* _VORLIEGENDER AUSZUG_
'''

Hätten Sie sich gewünscht, dass so eine Teststrategie schon in einer früheren Phase der Pandemie umgesetzt worden wäre?

Es ist immer richtig, nach vorne und nicht nach hinten zu schauen.

Ihre zentrale Forderung, länger im Lockdown durchzuhalten, deckt sich mit der NoCovid-Initiative. Wie stehen Sie zu dieser?

Die Überlegungen der NoCovid-Gruppe sind interessant. Doch wir haben unsere eigene Strategieempfehlung abgegeben, weil wir als Divi eine sehr gute Datengrundlage haben. Alle Krankenhäuser, die Intensivpatienten behandeln, melden uns jeden Tag ihre Zahlen. Wir können anhand derer ständig überprüfen, wie gut unsere Modelle sind – und diesen Abgleich für künftige Modelle berücksichtigen. Unsere Prognosen sind qualitätsgesichert. Unserer Meinung nach sollte der R-Wert eine noch größere Bedeutung haben. An ihm können wir ablesen, ob uns ein exponentielles Wachstum bevorsteht oder nicht.

Warum haben Sie sich als Divi dann nicht der NoCovid-Initiative angeschlossen?

Man muss für jedes Modell – und NoCovid ist auch ein Modell – genau prüfen, wie gut es für unser Land und unsere geografischen Begebenheiten passt. Niemand hat für Deutschland eine so gute Datengrundlage wie wir. Deshalb ist es uns möglich, eigene Vorschläge zu machen. Das bedeutet nicht, dass wir andere Vorschläge ablehnen. Wir möchten der Politik möglichst gute Entscheidungsgrundlagen zur Verfügung stellen. Das ist unser Anliegen.

Sie warnten bereits vor Wochen vor einem steigenden R-Wert bei Schulöffnungen, verwiesen auf Länder wie Großbritannien oder Portugal, in denen diese umgehend zu einem exponentiellen Wachstum der Infektionszahlen geführt hätten. Nun sind die Schulen offen. Was bedeutet das?

Die Schulöffnungen sind ein kompliziertes Thema. Welches politische Verhalten, schließen oder öffnen, hier weniger Schaden anrichtet, ist sehr schwer zu sagen. Die Kombination von Testungen und Öffnungen halte ich für begrüßenswert. Es ist denkbar, dass ein höherer R-Wert durch mehr Testungen vermieden werden kann. Ob Schulen aber überhaupt öffnen sollten, ist eine Frage, die ich nicht final beantworten kann. Ich bin Intensivmediziner.

Ihr Modell sagt auch, dass die dritte Welle zur bislang höchsten Belastung der Intensivkapazitäten seit Beginn der Pandemie führen könnte: eine Intensivbettenbelastung einer einzelnen Krankheit mit mehr als 6000 zeitgleichen Patienten. Das wäre eine historische Höchstmarke. Müssen wir uns darauf jetzt vorbereiten?

Meine Hoffnung ist, dass die Prognose nicht eintritt. Ich hoffe, dass die Politik vorher Entscheidungen treffen wird, die das verhindern.

'''

* _AUFGABEN ZUM AUSZUG_
A. Geben Sie den Abschnitt des Auszugs, der mit den Worten „Ihre zentrale Forderung, länger“ beginnt und mit den Worten „bevorsteht oder nicht.“ endet, erneut wieder. Tauschen Sie dabei „Datengrundlage“ gegen „Datenbasis“ aus.
B. Wer meldet der Divi laut dem Auszug jeden Tag seine Zahlen?

[Datensätze]
'''

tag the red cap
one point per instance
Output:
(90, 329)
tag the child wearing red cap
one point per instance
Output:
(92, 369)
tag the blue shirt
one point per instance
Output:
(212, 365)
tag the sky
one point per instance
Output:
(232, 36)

'''

* _ANTWORTEN NACH NUMMER_
A.
Ihre zentrale Forderung, länger im Lockdown durchzuhalten, deckt sich mit der NoCovid-Initiative. Wie stehen Sie zu dieser?

Die Überlegungen der NoCovid-Gruppe sind interessant. Doch wir haben unsere eigene Strategieempfehlung abgegeben, weil wir als Divi eine sehr gute Datenbasis haben. Alle Krankenhäuser, die Intensivpatienten behandeln, melden uns jeden Tag ihre Zahlen. Wir können anhand derer ständig überprüfen, wie gut unsere Modelle sind – und diesen Abgleich für künftige Modelle berücksichtigen. Unsere Prognosen sind qualitätsgesichert. Unserer Meinung nach sollte der R-Wert eine noch größere Bedeutung haben. An ihm können wir ablesen, ob uns ein exponentielles Wachstum bevorsteht oder nicht.

B. Alle Krankenhäuser, die Intensivpatienten behandeln, melden der Divi jeden Tag ihre Zahlen.